[Text under study]
The Congressional Budget Office postulates that cutting spending by almost $100 million over the next decade would increase the deficit by about $200 million over the next decade. George W. Bush called that kind of arithmetic “fuzzy math.”
The CBO report released this week specifically involves cost-sharing reduction (CSR) payments made by the federal government. The acronym works as a euphemism for “bribe” but few dare utter that ugly word. CSRs, which currently amount to about $7 billion annually, entice private insurers to stay in unprofitable markets covering deductibles, copayments, and other out-of-pocket expenses of lower-income Americans receiving insurance through Obamacare.
The markets remain unprofitable because of restrictions on what companies can charge the old, the sick, and the vicious. CSRs keep the teetering Jenga tower standing. But even with CSRs Aetna, Anthem, and other insurers flee certain Obamacare markets, with fewer competitors ultimately nudging prices upward.

[Problem 1]
List every dollar amount that appears in the passage on cost-sharing reduction payments.
[Problem 2]
From the passage on cost-sharing reduction payments, return the stretch from "The CBO report" through "nudging prices upward.".

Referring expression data
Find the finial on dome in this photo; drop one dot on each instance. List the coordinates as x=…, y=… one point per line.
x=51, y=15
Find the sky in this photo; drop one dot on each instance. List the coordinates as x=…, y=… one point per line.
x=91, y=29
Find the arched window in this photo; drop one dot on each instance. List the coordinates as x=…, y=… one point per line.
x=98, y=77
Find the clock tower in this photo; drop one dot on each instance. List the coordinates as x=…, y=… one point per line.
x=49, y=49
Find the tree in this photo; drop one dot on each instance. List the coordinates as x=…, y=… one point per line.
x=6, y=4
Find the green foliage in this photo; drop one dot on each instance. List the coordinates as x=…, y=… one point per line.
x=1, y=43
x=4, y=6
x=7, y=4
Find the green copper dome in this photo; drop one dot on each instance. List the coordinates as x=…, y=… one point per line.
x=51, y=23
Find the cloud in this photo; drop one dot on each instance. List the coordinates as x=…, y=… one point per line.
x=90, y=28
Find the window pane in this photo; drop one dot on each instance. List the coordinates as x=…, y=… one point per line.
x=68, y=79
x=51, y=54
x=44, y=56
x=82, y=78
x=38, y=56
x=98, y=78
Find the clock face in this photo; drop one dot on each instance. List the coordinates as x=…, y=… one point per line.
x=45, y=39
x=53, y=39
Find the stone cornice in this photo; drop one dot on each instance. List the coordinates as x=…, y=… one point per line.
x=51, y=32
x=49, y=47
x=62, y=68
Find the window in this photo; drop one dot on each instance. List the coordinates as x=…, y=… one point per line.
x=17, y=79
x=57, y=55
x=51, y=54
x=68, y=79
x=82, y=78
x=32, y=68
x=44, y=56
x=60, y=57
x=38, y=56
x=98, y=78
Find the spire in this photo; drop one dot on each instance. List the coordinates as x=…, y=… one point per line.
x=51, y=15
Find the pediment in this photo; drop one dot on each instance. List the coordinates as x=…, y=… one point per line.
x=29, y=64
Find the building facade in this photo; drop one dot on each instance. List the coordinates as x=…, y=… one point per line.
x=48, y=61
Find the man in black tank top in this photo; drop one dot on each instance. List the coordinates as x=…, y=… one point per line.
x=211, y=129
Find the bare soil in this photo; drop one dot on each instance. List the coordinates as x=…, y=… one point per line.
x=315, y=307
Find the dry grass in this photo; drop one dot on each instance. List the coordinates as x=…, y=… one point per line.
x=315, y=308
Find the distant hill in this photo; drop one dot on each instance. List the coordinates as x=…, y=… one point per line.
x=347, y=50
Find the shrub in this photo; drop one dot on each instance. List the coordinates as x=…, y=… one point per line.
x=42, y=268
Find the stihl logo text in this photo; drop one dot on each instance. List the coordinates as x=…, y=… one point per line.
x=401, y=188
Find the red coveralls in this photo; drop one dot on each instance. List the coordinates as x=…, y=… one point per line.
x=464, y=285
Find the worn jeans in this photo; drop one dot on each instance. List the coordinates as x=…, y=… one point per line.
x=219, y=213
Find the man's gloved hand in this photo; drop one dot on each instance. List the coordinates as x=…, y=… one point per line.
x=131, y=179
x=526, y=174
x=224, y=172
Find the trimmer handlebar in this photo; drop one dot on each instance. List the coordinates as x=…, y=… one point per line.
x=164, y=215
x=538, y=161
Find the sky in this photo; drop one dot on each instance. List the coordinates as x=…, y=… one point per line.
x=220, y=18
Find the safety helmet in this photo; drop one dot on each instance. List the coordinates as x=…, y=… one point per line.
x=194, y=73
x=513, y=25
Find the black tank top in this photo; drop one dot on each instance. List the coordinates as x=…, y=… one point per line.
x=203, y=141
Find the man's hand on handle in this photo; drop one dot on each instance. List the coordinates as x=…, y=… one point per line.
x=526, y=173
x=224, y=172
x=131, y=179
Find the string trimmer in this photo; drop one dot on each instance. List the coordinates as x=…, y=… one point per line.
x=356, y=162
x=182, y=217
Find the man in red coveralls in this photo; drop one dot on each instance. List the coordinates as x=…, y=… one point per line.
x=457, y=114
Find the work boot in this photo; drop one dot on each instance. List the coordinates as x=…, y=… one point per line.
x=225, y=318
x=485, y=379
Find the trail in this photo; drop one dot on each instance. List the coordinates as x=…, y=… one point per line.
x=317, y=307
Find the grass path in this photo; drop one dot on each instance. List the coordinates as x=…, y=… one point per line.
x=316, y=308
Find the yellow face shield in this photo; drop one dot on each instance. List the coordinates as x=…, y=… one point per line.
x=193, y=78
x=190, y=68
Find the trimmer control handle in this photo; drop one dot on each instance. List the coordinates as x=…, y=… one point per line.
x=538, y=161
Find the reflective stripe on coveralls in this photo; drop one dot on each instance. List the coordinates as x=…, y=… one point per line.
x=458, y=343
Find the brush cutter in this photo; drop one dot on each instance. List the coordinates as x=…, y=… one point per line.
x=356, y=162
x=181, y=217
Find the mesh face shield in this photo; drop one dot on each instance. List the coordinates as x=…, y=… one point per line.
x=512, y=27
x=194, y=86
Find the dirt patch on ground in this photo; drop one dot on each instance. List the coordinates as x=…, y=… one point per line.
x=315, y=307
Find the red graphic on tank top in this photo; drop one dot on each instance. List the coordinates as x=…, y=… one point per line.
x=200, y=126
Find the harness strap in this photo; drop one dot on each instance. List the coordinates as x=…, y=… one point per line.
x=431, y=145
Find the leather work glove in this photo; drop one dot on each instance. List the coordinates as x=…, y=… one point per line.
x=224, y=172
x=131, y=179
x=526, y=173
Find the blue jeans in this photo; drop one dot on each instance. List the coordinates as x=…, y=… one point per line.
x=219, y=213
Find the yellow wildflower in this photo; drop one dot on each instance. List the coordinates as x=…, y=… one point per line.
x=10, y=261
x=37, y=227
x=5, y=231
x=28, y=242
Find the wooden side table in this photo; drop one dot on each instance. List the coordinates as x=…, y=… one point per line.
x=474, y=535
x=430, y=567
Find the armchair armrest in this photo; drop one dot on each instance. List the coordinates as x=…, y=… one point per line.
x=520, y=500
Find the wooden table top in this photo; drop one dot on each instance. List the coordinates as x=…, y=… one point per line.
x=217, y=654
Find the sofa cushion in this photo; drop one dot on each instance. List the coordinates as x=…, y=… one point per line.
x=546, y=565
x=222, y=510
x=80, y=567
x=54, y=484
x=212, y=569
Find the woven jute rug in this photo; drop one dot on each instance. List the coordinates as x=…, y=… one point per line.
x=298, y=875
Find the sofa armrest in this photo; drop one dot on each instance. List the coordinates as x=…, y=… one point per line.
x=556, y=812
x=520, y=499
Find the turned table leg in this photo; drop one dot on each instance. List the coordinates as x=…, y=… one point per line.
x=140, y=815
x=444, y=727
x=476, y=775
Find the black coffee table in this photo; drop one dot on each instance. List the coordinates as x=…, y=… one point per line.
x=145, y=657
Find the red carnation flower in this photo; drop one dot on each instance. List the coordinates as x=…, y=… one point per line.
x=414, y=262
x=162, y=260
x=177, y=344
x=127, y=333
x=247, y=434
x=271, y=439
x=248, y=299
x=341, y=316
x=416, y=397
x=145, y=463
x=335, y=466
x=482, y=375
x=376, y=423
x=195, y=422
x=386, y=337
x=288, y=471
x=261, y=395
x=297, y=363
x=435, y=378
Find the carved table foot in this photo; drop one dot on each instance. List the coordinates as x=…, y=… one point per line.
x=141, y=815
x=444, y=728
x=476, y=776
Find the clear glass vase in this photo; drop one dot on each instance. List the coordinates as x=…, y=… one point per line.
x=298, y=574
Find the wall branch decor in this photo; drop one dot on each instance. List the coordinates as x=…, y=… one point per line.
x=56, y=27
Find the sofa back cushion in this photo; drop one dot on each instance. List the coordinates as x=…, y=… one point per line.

[Written reply 1]
$100 million, $200 million, $7 billion

[Written reply 2]
The CBO report released this week specifically involves cost-sharing reduction (CSR) payments made by the federal government. The acronym works as a euphemism for “bribe” but few dare utter that ugly word. CSRs, which currently amount to about $7 billion annually, entice private insurers to stay in unprofitable markets covering deductibles, copayments, and other out-of-pocket expenses of lower-income Americans receiving insurance through Obamacare.
The markets remain unprofitable because of restrictions on what companies can charge the old, the sick, and the vicious. CSRs keep the teetering Jenga tower standing. But even with CSRs Aetna, Anthem, and other insurers flee certain Obamacare markets, with fewer competitors ultimately nudging prices upward.